### Text
My husband and I first moved to this city in 2013. After a time of unemployment for both of us and getting to a point of utter desperation, we both managed to get something lined up here, and things seemed to fall into place for us to come here in other ways, even though it was never somewhere we had previously aspired to live and we didn’t know anyone here. Feeling like we had no other option at the time, this is where we ended up.

My job here ended up not going well (surprise surprise). On several occasions I had to e-mail the woman who had previously held my position (she had been fired abruptly and had not had the opportunity to tie up loose ends, leaving a lot for me to have to figure out) and when, after six months, she found out I too had been fired (in a nutshell, for back-answering my boss during my six-month performance review), she, probably feeling an affinity with me since we’d both been fired by the same man from the same position, invited me to go out for coffee with her and another woman I knew from work.

The coffee outing (I don’t actually drink coffee, but that’s what it’s called regardless, isn’t it? Going out for coffee?) turned out to be a surprisingly validating social experience for me. It’s not often I can say that. Both of these women are writers, one in her spare time outside of work and the other having moved on to a staff position at a magazine after getting fired from her office job, so we talked about writing and various ideas we had. Sometimes when I talk about these things, people’s eyes glaze over, but these women were interested and engaged. And I was interested and engaged in their ideas too. How rare! And when they asked how my job search was coming along, I told them about an awkward interview I’d had and then I confessed that I actually wanted to be at home. That was my real heart’s desire: To stay home and read books and maybe write or take online courses or pursue other personal projects. But I confessed I was worried about money.

They completely validated my desire to stay home! Most people do not. Most people treat me like it’s disgraceful to want to stay home. Being Christians, these women even told me that if I wanted to stay at home, I should do that and let God worry about the finances. No one had ever told me that before. I suppose it’s always nice when people tell us what we want to hear, isn’t it? For what it’s worth, they turned out to be right. While money is tight, it is no tighter now than when I was working, because I wasn’t earning very much and I tend to spend a lot more when I’m working, on transportation, office clothes, convenience foods because I end up too exhausted to cook, useless impulse purchases because I get too exhausted and overstimulated to practice my usual restraint, and medications, because the exhaustion and stress of being in the workforce, as well my poorer diet at those times, causes all my health issues to flare up. But I digress.

### Given information
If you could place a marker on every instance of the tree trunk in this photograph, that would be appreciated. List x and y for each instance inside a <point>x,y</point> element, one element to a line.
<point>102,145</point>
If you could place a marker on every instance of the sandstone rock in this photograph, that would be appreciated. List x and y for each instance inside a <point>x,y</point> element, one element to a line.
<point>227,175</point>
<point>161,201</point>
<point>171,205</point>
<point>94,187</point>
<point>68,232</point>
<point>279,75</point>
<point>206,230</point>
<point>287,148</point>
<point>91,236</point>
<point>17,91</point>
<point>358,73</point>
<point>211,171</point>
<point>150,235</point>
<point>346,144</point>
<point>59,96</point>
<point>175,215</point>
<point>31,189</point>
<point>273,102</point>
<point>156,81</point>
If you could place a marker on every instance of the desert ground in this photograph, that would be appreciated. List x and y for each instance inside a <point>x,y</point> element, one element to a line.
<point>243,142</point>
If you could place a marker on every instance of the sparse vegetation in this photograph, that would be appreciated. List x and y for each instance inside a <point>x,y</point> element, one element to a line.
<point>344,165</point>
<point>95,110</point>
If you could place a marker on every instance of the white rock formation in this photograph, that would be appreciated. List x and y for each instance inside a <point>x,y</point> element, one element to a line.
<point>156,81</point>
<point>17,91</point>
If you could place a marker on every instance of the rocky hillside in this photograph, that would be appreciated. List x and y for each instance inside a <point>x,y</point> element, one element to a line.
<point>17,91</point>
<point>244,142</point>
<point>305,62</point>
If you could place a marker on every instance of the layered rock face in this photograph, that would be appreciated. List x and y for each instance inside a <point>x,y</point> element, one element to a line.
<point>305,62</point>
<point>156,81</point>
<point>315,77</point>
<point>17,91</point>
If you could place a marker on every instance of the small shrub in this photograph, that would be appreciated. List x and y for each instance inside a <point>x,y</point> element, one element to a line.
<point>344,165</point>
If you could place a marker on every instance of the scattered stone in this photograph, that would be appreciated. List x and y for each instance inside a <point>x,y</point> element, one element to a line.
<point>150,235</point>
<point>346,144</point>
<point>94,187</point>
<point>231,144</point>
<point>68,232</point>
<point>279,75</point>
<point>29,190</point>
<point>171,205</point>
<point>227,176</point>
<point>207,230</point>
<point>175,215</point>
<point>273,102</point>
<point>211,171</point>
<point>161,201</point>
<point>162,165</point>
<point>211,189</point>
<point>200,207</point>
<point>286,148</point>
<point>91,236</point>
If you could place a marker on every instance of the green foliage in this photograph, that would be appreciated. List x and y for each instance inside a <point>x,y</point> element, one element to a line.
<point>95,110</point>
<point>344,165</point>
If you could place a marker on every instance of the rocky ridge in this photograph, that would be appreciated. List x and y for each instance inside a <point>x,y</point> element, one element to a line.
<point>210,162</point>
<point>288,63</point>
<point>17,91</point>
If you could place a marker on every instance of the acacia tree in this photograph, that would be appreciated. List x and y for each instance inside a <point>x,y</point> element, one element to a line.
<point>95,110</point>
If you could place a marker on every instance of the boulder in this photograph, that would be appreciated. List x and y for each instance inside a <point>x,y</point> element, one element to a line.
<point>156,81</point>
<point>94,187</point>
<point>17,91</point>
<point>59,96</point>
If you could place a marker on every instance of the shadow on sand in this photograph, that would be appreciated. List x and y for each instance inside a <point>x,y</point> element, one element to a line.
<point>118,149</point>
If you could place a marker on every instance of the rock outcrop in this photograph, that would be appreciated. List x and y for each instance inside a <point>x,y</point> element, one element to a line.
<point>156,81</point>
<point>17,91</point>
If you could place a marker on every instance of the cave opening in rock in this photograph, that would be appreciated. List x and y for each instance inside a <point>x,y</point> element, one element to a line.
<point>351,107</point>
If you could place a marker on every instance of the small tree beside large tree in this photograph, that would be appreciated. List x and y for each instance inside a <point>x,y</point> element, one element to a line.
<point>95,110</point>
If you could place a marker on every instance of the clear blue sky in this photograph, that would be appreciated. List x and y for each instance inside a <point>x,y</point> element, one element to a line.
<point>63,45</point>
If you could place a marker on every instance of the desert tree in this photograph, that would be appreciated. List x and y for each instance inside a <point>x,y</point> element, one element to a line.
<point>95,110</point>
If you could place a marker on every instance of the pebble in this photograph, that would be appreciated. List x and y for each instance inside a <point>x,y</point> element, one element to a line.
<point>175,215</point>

### Study questions
• A. In what year did the narrator and her husband first move to the city, according to the essay?
• B. Update the stretch of the essay from "My husband and" through "we ended up.", swapping "utter desperation" for "real desperation".
• C. List every thing the essay says the narrator spends more money on when she is working.
The records come from a separate source.

### Answers provided
• A. 2013

• B.
My husband and I first moved to this city in 2013. After a time of unemployment for both of us and getting to a point of real desperation, we both managed to get something lined up here, and things seemed to fall into place for us to come here in other ways, even though it was never somewhere we had previously aspired to live and we didn’t know anyone here. Feeling like we had no other option at the time, this is where we ended up.

• C. transportation, office clothes, convenience foods, useless impulse purchases, medications